══ ARTICLE ══

It's not me who doesn't understand the difference.

The facts disagree.

You can keep saying defined all you want, it doesn't change the underlying issue that it's defined by man. In the absence of all your books (which you clearly don't understand anyway based on our discussion of unary vs binary) order of operations only exists because we all agree to it.

What proof do you have that using a left to right rule is universally true?

From my understanding It’s an agreed convention that is followed

Read what I wrote again. I already said that left to right is a convention, and that Left Associativity is a rule. As long as you obey the rule - Left Associativity - you can follow whatever convention you want (but we teach students to do left to right, because they often make mistakes with signs when they try doing it in a different order, as have several people in this thread).

that implies we could have a right to left rule

You can have a right to left convention if the rule is Right Associativity.

It’s also true that not all cultures right in the same way

Yeah, I don't know how they do Maths - if they do it the same as us or if they just flip everything back-to-front (or top to bottom - I guess they would). In either case all the rules on top stay the same once the direction is established (like I guess exponents would now be to the top left not the top right? but in any case the evaluation of an exponent would stay the same).

But here is an interesting quote from Florian Cajori in his book a history of mathematical notations

Yeah, he's referring to the conventions - such as left to right - not the rule of Left Associativity, which all the conventions must obey. For a while Lennes was doing something different - because he didn't understand Terms - and was disobeying Left Associativity, (which meant his rules were at odds with everyone else), but his rule died out within a generation of his death,. Absolutely all textbooks now obey Left Associativity, same as before Lennes came along.

Lastly here is an article that also highlights the issue

Not really. Just another person who has forgotten the rules.

"as it happens, the accepted convention says the second one is correct"

No it isn't. The Distributive Law says the first is correct (amongst 4 other rules of Maths which also say the answer is only 1). The second way they did it disobeys The Distributive Law (and 4 other rules) and is absolutely wrong.

You're literally arguing nothing right now. THEY took the position we should have brackets defining the order in every single equation or otherwise have them as undefined TODAY. It doesn't matter when they were invented. Obviously it's never been written like that. They are the one arguing it SHOULD BE. I said that would be stupid vs following the left to right convention already established. You're getting caught up in the semantics of the wording.

What you inferred: they're saying brackets were always around and we chose left to right to avoid bracket mess.

What I was actually saying: we chose and continue to choose to keep using the left to right convention over brackets everywhere because it would be unnecessary and make things more cluttered.

And yes, that IS a position mathematicians COULD have chosen once brackets WERE invented. They could have decided we should use them in every equation for absolute clarity of order. Saying we should not do that based on tradition alone is a bad reason.

The "always been the case" argument could justify any legacy system. We don't still use Roman numerals for arithmetic just because they were traditional. Things DO change.

Ancient Greeks and Romans strongly resisted zero as a concept, viewing it as philosophically problematic. Negative numbers were even more controversial with many mathematicians into the Renaissance calling them "fictitious" or "absurd numbers." It took centuries for these to become accepted as legitimate mathematical objects.

Before Robert Recorde introduced "=" in 1557, mathematicians wrote out "is equal to" in words. Even after its introduction, many resisted it for decades, preferring verbal descriptions or other symbols.

═══
══ PROVIDED DATA ══

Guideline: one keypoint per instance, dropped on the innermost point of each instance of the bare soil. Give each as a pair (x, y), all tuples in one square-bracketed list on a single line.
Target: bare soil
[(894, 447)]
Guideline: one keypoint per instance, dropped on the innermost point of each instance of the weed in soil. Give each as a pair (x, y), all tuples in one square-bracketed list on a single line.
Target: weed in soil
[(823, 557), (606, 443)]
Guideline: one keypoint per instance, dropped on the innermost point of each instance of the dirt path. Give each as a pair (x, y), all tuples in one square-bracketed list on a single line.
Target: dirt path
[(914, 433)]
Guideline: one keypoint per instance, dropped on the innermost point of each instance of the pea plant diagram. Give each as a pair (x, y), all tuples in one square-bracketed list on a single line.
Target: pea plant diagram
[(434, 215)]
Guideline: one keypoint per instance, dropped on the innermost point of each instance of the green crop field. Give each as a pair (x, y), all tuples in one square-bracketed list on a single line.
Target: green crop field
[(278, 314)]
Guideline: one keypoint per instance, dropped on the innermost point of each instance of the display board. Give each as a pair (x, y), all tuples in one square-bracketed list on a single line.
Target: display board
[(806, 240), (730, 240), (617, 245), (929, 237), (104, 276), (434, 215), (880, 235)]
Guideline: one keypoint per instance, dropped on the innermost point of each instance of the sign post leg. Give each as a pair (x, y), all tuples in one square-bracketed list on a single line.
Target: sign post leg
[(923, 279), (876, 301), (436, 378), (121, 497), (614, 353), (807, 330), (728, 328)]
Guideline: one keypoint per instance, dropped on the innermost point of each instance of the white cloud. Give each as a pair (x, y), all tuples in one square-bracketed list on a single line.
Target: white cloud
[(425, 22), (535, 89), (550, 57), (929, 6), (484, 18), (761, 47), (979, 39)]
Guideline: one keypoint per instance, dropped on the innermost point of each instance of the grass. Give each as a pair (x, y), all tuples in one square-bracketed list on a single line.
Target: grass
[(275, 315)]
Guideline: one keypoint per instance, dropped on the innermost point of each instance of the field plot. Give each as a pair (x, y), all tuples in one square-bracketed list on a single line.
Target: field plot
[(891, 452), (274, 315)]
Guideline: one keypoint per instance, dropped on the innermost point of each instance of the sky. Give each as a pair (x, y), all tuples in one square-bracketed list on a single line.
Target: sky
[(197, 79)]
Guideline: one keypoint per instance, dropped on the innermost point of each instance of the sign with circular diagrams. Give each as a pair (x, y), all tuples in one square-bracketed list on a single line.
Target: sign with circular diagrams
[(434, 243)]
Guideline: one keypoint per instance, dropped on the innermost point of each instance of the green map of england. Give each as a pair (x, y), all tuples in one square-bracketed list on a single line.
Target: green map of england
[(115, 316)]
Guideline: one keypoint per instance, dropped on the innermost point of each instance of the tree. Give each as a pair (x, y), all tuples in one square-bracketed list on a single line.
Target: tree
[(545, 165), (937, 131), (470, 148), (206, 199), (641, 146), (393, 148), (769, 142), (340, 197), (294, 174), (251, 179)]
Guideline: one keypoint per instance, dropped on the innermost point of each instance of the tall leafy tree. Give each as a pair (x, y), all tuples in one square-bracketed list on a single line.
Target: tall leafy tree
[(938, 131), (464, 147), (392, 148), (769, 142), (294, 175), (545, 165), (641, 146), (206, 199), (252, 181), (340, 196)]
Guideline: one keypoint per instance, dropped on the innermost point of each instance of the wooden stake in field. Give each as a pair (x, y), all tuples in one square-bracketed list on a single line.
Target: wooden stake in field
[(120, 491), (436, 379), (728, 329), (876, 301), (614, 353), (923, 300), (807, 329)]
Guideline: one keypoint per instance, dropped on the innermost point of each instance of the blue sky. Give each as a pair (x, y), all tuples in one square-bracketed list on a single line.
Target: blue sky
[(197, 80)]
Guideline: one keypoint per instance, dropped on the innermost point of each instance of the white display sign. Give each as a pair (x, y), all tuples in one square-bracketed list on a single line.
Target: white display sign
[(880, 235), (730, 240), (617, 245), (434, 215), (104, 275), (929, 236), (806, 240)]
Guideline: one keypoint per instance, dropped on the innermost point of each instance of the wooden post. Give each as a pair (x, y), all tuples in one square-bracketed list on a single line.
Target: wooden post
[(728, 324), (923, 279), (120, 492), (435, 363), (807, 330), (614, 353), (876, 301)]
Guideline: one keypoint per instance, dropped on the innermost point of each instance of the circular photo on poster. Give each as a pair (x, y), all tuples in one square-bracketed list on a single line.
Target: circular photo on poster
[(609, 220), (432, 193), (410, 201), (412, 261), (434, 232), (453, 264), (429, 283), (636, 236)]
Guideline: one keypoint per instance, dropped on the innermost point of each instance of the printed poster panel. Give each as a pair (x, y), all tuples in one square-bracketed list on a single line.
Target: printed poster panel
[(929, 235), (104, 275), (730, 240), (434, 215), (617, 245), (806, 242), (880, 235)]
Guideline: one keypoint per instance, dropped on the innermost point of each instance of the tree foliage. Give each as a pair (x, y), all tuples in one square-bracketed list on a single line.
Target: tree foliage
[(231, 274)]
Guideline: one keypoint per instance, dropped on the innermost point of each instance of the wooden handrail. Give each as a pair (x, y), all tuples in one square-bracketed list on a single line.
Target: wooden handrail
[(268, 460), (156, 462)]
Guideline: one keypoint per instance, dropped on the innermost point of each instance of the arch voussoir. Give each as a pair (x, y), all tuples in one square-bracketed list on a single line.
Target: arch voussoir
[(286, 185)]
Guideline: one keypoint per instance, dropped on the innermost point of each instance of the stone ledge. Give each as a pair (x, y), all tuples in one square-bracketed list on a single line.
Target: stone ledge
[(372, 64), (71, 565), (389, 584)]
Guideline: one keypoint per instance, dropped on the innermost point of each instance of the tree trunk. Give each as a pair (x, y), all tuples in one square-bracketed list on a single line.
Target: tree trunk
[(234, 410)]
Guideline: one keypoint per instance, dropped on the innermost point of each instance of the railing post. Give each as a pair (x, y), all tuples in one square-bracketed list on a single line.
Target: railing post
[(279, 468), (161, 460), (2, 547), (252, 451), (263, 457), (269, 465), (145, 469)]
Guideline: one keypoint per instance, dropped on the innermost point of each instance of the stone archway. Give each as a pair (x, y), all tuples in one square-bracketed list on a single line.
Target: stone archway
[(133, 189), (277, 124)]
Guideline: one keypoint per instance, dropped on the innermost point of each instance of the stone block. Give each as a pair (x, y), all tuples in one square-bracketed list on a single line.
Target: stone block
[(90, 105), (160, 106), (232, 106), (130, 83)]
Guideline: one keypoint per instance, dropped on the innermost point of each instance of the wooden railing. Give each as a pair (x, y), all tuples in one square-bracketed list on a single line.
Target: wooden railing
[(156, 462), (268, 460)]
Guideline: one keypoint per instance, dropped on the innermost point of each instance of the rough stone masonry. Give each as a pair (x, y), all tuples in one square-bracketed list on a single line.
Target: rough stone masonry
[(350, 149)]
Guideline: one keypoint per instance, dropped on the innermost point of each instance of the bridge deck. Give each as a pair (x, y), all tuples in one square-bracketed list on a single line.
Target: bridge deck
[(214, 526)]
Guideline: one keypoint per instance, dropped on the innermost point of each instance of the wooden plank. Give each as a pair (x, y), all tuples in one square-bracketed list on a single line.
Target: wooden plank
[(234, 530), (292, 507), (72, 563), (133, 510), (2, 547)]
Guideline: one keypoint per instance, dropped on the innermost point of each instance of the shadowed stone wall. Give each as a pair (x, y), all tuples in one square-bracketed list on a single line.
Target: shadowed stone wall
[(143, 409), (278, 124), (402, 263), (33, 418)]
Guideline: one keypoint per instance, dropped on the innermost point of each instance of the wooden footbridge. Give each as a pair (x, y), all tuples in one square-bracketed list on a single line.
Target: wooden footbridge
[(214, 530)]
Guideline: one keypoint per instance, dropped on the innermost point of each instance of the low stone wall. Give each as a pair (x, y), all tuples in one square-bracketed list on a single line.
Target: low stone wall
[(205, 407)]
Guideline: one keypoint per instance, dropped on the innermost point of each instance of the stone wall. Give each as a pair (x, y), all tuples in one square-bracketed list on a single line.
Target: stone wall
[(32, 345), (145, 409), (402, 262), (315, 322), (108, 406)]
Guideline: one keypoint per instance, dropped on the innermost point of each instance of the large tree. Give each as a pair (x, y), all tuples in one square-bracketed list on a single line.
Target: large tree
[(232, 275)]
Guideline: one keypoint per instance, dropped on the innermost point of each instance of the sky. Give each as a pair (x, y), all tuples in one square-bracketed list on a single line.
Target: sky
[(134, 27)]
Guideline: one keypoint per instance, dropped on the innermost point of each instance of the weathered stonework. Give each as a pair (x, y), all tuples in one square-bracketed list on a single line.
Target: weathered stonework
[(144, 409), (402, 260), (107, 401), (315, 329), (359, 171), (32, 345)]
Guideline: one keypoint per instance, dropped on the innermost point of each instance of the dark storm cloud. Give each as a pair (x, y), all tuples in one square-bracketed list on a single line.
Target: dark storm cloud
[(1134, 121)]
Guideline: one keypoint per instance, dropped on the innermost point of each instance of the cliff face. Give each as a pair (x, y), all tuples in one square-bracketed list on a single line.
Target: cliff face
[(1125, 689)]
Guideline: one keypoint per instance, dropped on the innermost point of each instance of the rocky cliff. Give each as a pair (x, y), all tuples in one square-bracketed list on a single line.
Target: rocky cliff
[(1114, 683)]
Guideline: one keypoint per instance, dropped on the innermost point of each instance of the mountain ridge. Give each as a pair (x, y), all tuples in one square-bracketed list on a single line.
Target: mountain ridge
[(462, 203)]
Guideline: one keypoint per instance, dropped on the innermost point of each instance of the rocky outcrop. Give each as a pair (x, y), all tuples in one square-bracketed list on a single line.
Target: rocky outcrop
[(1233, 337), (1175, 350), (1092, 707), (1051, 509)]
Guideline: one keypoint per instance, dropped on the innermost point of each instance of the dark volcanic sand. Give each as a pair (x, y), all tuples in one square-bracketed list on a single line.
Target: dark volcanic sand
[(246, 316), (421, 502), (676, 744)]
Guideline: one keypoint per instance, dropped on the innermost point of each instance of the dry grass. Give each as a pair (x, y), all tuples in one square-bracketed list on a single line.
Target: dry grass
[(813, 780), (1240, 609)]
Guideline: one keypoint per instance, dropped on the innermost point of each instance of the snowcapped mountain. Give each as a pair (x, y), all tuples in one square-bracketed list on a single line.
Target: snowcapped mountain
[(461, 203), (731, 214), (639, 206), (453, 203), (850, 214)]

═══

__YOUR INSTRUCTIONS__: Copy the passage of the order-of-operations thread above between "Not really. Just" and "of the wording.", inclusive, changing "Distributive Law" to "Commutative Law".

__FULL RESPONSE__:
Not really. Just another person who has forgotten the rules.

"as it happens, the accepted convention says the second one is correct"

No it isn't. The Commutative Law says the first is correct (amongst 4 other rules of Maths which also say the answer is only 1). The second way they did it disobeys The Commutative Law (and 4 other rules) and is absolutely wrong.

You're literally arguing nothing right now. THEY took the position we should have brackets defining the order in every single equation or otherwise have them as undefined TODAY. It doesn't matter when they were invented. Obviously it's never been written like that. They are the one arguing it SHOULD BE. I said that would be stupid vs following the left to right convention already established. You're getting caught up in the semantics of the wording.